Directions for this task:
Exactly as they appear, copy the lines from the start of the entries below to the line containing "GeoJSON geometry per", both ends included.

Record set:
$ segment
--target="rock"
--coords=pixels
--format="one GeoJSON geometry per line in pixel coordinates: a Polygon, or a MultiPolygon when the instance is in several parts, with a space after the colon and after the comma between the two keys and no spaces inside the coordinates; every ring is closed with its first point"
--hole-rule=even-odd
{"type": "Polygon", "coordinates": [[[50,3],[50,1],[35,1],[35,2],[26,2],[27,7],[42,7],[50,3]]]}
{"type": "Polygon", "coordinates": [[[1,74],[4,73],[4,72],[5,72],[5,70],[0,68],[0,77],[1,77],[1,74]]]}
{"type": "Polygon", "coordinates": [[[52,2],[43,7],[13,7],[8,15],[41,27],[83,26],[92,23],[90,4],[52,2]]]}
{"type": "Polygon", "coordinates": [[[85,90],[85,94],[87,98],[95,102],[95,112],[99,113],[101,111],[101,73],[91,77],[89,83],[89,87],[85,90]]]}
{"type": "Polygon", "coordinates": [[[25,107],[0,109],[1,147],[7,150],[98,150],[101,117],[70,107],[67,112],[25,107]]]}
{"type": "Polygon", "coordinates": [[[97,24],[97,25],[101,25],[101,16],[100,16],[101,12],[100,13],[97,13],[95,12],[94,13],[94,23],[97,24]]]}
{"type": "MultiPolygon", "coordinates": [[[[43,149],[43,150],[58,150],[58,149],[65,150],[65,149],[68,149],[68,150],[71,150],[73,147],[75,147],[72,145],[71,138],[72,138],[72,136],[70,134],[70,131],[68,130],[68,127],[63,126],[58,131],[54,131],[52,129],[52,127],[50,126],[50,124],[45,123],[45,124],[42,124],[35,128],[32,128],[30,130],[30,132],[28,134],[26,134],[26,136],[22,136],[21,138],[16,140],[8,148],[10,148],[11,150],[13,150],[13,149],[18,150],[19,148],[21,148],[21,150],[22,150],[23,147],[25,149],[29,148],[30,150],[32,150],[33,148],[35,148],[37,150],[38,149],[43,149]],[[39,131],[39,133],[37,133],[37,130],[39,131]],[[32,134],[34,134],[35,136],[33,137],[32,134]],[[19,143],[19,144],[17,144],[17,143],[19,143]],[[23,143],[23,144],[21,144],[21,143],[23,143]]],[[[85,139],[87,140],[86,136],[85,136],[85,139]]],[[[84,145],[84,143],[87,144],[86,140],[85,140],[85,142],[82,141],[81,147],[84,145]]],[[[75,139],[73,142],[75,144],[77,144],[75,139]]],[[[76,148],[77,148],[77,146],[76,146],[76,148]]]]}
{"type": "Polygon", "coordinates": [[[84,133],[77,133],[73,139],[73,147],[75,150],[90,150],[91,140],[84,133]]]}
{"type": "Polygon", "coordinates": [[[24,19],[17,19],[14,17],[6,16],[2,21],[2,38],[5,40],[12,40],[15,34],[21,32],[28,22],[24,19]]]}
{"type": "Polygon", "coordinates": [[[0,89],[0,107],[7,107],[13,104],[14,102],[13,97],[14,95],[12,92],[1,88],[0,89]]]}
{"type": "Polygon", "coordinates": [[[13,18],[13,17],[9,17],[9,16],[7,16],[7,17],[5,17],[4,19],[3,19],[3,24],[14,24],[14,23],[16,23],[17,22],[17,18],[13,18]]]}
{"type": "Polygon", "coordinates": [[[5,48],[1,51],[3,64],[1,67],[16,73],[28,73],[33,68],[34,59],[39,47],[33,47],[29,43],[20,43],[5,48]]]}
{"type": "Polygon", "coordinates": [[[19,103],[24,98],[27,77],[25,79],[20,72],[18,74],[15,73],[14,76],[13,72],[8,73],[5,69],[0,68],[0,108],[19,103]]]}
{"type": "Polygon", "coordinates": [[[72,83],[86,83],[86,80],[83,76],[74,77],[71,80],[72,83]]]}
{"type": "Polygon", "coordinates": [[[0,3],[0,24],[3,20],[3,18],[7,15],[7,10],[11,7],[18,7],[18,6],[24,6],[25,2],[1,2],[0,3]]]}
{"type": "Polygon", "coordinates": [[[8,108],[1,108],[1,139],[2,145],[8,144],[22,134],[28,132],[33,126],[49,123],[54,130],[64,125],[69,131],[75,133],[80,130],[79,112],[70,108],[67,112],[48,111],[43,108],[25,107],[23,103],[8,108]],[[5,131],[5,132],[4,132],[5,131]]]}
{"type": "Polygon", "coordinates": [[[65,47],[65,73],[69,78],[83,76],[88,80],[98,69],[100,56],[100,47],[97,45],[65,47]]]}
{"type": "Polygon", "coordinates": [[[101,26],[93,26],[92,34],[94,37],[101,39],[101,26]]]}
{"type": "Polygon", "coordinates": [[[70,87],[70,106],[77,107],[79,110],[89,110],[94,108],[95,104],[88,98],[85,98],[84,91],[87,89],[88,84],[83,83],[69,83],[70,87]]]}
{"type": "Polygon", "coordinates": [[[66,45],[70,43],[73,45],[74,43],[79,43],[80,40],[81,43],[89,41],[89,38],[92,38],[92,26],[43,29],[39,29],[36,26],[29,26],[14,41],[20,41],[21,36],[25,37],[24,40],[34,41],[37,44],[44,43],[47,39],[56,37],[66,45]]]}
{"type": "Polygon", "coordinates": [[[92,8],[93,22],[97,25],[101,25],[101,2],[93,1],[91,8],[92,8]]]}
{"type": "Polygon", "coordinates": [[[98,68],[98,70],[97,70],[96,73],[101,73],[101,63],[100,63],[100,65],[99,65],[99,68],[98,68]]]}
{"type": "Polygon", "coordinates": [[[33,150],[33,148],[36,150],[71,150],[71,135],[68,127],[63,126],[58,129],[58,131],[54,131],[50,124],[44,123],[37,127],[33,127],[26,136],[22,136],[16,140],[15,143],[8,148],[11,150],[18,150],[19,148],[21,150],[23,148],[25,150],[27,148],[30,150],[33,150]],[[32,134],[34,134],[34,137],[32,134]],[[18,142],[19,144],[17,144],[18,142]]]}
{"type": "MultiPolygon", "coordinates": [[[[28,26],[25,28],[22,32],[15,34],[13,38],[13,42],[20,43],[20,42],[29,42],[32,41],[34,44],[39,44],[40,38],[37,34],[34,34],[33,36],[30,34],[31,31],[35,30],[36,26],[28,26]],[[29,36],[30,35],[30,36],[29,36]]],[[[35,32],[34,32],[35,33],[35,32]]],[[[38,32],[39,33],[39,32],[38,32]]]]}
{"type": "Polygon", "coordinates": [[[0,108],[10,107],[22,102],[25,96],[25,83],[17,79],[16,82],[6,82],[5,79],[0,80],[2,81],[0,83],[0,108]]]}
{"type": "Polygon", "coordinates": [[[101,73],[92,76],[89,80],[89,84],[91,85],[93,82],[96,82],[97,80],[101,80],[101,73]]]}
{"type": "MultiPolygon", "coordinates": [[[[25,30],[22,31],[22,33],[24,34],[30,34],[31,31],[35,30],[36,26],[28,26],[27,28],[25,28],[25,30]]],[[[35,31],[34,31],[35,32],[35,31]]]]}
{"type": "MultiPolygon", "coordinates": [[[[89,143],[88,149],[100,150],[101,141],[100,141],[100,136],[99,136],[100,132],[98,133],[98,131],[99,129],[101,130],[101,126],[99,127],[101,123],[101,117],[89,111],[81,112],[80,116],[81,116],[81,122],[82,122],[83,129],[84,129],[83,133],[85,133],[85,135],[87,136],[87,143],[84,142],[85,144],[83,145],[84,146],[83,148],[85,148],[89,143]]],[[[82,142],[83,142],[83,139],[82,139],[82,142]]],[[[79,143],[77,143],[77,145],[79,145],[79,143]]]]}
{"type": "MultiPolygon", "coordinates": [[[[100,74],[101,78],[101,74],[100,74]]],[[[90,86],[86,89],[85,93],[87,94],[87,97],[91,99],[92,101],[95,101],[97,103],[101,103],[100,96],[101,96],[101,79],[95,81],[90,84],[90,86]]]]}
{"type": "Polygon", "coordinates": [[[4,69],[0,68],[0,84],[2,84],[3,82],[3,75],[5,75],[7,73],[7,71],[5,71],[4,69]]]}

Solution to this exercise:
$ segment
--target="rock"
--coords=pixels
--format="one GeoJSON geometry per line in pixel coordinates: a Polygon, or a MultiPolygon when the instance is in several parts, with a space after the colon and after the comma between the two keys and no spaces inside the coordinates; every ring is closed with its first point"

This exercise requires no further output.